> Çözülecek Sorular:
(a) Restoran yazısına göre yemekten önce kiminle sohbet edildi ve bu kişinin görevi ne?
(b) Restoran yazısının ilk cümlesinde endüstriyel geçmişin izlerini taşıyan sahneyi oluşturan şeylerin hepsini sayın.

──────── Okuma Metni

A+ Yazı Boyutunu Büyüt A- Yazı Boyutunu Küçült

Taş duvarlar, demir kolonlar, devasa ekipmanlar ve geniş avlular; endüstriyel geçmişin izlerini taşıyan bir sahne gibi.

Bu sahnede artık yeni hikâyeler yazılıyor.

MykOrini de bu hikâyelerden biri.

Ege’nin neşeli ve paylaşımcı sofra kültürünü İstanbul’un çok katmanlı kültürel yapısıyla buluşturan bir restoran.

Mekâna adım attığınızda sizi karşılayan şey, beyaz tonların hâkim olduğu sade ama baskın karakterli bir dekorasyon.

Lezzetin Ritmi Tarihin Kalbinde… İstanbul'da Yeni Bir Sayfa - Resim : 1

Mikonos’un enerjisini taşıyan mavi detaylar, Santorini’nin dinginliğini yansıtan taş dokular ve Ege’nin özgürlük duygusunu çağrıştıran açık alanlar, mekânın atmosferini belirliyor.

Bu dekorasyon, yalnızca estetik değil; bir yaşam biçiminin çağrışımı.

Yemek öncesinde SWOT Hospitality CEO’su Mouhamad Hadla ile kısa bir sohbet gerçekleştirdik.

Hadla, MykOrini’yi İstanbul’a kazandırmanın gastronomi yatırımları açısından önemli bir adım olduğunu söylüyor.

Lezzetin Ritmi Tarihin Kalbinde… İstanbul'da Yeni Bir Sayfa - Resim : 2

Mikonos ve Santorini’nin kültürel mirasını bu şehirle buluşturmak istediklerini özellikle vurguluyor.

Ve bu yaklaşımı fine dining konsepti içinde hayata geçirmeyi hedeflediklerini de ekliyor

Menü gösterişli sunumların ötesinde, sadelikle derinleşen bir anlatıya sahip.

Başlangıçlar arasında yer alan saganaki dışı çıtır, içi yumuşak dokusuyla peynirin sıcaklığını ve denizin tuzunu bir araya getiriyor.

Trüflü peynir böreği ise ince hamurun içinde saklanan yoğun aromasıyla hem tanıdık hem şaşırtıcı.

────────────────
──────── Çıkarılan Kayıtlar

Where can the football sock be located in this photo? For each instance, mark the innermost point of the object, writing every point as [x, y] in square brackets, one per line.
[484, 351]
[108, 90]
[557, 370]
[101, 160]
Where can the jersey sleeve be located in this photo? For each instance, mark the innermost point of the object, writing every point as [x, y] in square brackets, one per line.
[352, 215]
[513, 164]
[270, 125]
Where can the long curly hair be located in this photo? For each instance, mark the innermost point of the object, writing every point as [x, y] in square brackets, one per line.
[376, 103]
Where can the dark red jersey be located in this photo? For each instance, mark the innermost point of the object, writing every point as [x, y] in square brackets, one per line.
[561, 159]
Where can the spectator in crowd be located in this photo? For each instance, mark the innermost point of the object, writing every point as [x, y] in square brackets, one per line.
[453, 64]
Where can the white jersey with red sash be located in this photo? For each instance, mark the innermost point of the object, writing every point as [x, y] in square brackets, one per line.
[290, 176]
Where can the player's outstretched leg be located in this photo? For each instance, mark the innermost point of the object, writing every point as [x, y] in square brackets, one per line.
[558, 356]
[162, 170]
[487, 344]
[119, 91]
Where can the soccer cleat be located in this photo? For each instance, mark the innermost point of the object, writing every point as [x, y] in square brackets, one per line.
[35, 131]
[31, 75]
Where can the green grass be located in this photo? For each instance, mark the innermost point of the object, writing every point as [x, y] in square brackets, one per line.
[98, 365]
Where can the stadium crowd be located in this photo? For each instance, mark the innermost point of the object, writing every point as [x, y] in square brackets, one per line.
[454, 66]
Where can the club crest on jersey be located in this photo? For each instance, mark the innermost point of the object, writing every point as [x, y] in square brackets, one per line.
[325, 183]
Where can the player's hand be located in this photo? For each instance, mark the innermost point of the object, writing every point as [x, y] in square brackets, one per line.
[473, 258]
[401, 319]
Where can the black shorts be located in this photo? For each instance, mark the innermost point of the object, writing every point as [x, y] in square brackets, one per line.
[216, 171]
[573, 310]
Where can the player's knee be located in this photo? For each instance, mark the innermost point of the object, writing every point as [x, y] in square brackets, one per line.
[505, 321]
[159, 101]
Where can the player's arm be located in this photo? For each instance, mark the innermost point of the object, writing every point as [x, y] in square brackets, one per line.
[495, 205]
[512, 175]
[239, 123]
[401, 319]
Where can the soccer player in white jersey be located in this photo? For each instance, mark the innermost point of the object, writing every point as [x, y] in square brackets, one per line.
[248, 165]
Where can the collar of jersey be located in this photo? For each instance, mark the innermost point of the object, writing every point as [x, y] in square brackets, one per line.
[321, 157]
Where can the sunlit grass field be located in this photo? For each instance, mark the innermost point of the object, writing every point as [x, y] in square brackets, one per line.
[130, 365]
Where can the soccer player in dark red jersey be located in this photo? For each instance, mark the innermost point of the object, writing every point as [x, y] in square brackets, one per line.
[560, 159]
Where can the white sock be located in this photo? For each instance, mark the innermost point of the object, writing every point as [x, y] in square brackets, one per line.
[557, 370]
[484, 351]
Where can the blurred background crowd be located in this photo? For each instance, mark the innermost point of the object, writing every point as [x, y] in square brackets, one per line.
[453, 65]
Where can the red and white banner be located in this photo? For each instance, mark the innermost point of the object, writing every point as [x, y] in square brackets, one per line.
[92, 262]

────────────────

> Görev Cevapları:
(a) SWOT Hospitality CEO'su Mouhamad Hadla ile sohbet edildi.

(b) Taş duvarlar, demir kolonlar, devasa ekipmanlar, geniş avlular